* [What you should do]: Track down each line in the records below that contains the word "silhouette", and copy those lines.

* [Source data]:
□ □ □ □ □ □ □
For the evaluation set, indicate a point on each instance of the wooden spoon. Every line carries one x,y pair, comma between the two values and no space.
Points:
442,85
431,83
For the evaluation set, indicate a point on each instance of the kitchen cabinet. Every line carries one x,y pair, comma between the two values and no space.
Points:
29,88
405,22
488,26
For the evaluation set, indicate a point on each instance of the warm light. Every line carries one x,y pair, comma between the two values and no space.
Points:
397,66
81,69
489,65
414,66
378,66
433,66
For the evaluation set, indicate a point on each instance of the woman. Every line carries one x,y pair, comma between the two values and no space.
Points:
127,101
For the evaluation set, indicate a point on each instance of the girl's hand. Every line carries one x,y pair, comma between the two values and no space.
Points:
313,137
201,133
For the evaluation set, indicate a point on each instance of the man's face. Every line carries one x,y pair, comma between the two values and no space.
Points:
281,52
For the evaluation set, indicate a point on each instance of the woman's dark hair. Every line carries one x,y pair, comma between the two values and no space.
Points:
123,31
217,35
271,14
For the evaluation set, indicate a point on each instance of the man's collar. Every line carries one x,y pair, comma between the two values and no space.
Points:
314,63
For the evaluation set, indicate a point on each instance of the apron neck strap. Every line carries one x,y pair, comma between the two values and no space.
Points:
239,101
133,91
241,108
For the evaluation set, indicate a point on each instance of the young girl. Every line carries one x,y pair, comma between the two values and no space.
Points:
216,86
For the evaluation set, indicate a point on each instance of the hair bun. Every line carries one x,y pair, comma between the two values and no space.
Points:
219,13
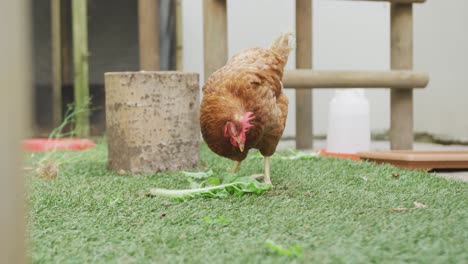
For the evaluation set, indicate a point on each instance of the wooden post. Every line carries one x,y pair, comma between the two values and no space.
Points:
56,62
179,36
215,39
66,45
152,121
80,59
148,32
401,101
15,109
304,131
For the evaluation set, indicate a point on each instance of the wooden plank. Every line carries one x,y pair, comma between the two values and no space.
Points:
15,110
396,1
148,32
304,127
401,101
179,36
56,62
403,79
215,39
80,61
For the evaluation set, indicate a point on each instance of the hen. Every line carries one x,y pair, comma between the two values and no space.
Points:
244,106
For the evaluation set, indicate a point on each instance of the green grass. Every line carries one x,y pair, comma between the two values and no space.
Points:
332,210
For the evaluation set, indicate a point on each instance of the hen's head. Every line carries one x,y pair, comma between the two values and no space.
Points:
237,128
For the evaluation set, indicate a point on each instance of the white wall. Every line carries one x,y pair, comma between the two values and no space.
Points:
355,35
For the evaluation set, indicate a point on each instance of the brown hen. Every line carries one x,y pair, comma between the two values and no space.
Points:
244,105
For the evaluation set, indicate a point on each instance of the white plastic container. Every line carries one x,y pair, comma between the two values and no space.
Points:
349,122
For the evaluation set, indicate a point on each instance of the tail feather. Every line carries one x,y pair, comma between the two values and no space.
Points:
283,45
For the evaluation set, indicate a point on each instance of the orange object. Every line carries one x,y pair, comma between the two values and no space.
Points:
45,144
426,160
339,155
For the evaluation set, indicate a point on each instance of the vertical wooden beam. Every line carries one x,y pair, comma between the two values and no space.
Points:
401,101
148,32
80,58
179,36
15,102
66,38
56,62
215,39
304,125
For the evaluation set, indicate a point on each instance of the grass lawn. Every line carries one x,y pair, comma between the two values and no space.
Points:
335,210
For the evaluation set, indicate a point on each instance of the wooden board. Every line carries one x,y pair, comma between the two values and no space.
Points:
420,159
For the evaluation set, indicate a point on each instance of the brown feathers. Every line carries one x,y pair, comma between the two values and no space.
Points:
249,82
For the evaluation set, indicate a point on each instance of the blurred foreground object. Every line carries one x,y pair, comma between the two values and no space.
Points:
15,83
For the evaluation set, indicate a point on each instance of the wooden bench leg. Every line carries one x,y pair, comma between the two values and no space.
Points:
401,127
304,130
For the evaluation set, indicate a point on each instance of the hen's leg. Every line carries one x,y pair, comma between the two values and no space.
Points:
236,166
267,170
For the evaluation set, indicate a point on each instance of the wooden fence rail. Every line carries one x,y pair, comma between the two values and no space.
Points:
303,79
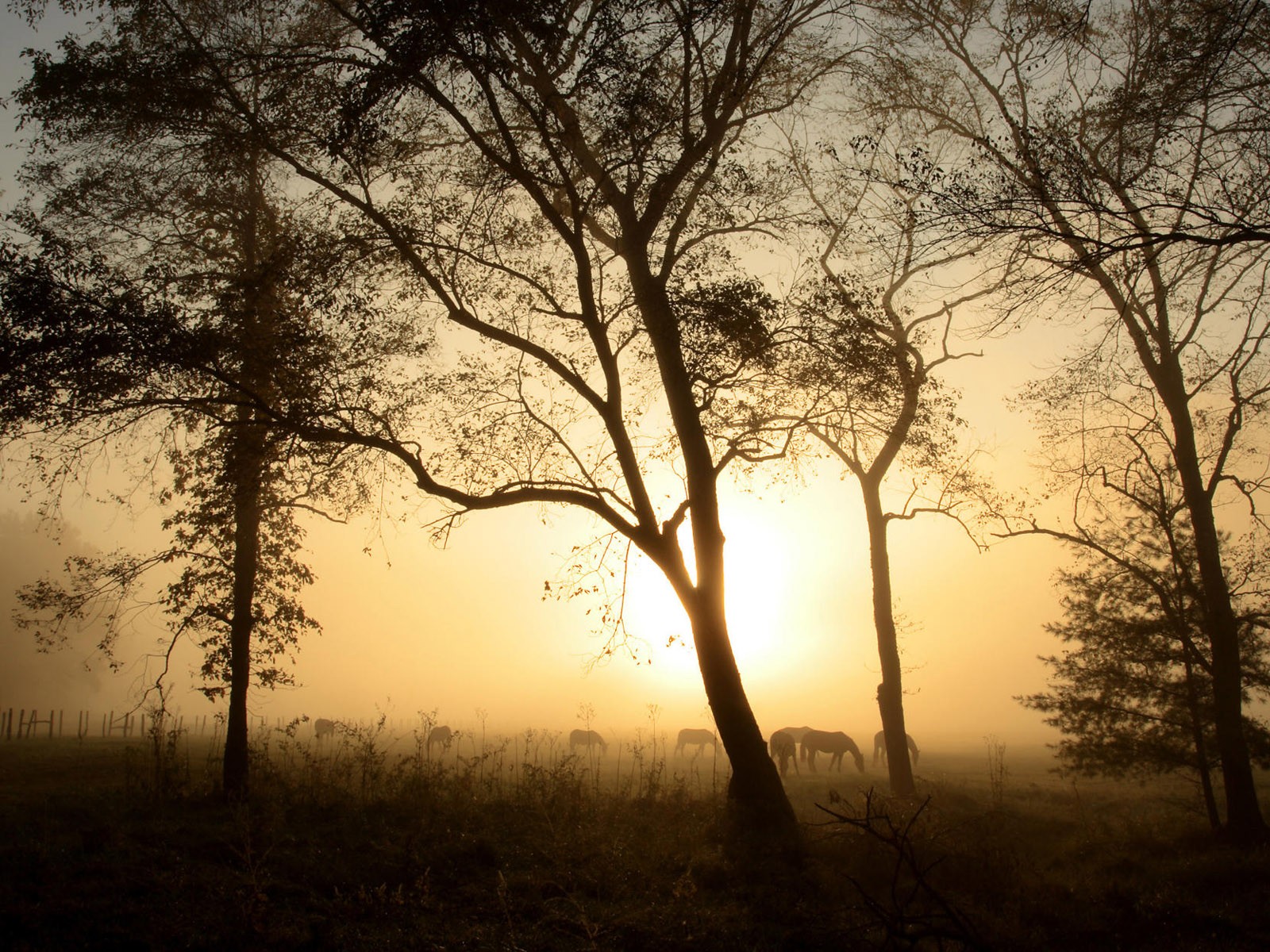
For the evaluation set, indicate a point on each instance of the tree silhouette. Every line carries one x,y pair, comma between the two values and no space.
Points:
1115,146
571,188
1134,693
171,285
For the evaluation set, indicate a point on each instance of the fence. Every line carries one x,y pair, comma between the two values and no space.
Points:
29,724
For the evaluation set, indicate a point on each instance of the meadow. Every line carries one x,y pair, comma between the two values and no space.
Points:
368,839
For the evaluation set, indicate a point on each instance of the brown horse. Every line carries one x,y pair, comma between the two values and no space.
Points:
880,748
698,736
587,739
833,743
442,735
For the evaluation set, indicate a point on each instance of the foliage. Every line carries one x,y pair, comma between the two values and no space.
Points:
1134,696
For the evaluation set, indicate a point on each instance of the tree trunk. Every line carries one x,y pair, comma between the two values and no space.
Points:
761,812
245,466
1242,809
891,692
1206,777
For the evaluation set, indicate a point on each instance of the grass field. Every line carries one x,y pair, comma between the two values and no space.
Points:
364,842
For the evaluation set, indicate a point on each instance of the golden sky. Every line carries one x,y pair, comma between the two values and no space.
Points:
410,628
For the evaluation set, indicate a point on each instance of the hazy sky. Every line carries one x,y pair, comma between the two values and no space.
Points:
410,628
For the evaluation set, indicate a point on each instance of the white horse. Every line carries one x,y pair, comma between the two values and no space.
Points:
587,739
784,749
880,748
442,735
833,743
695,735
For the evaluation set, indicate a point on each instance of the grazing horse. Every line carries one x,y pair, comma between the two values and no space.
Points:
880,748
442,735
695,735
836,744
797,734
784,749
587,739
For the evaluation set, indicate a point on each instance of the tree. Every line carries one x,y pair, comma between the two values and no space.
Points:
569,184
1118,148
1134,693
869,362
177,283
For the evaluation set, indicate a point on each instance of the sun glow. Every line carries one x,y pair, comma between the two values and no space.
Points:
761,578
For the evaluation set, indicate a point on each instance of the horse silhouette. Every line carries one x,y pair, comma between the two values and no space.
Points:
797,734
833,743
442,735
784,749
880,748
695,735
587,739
□ □ □ □ □ □ □
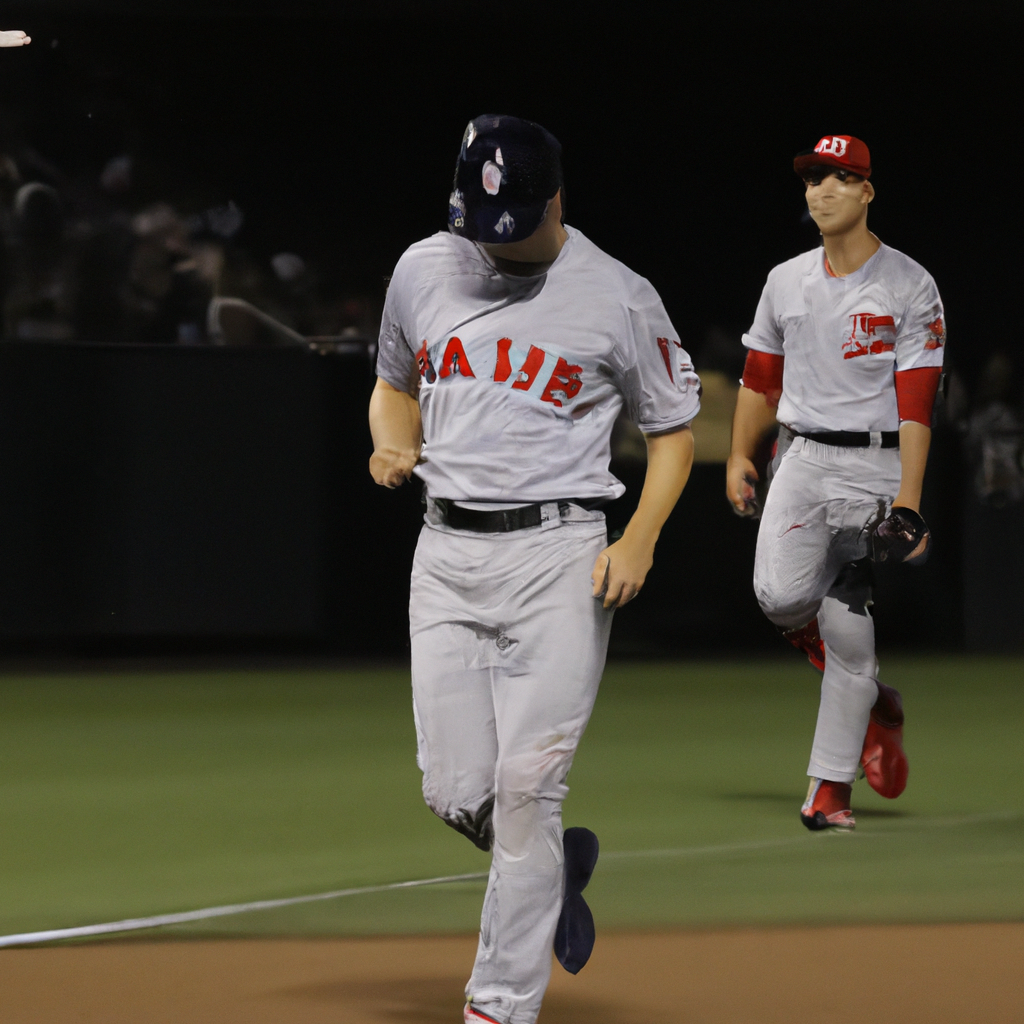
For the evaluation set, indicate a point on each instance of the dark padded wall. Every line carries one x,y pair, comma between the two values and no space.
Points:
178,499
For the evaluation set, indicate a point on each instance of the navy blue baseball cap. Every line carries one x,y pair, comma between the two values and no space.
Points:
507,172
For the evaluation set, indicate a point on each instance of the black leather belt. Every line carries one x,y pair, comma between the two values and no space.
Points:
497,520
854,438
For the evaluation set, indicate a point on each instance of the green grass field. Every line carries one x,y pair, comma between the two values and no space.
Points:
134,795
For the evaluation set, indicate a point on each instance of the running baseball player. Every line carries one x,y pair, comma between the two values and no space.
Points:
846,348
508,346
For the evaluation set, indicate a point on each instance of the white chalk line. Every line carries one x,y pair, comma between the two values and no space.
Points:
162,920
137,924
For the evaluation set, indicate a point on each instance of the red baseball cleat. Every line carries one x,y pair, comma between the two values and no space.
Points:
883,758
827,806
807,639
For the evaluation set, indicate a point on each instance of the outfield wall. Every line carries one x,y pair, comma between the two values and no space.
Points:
□ □ □ □ □ □ □
* [The answer]:
For the evaluation set, indicate a point on each instance of the tree silhouette. Every line carries one x,y pair, comma between the two values and no space.
For the evaluation set, indicate a point on each instance of the horse silhouette. Every line carries one x,y pair, comma between the two values and no space.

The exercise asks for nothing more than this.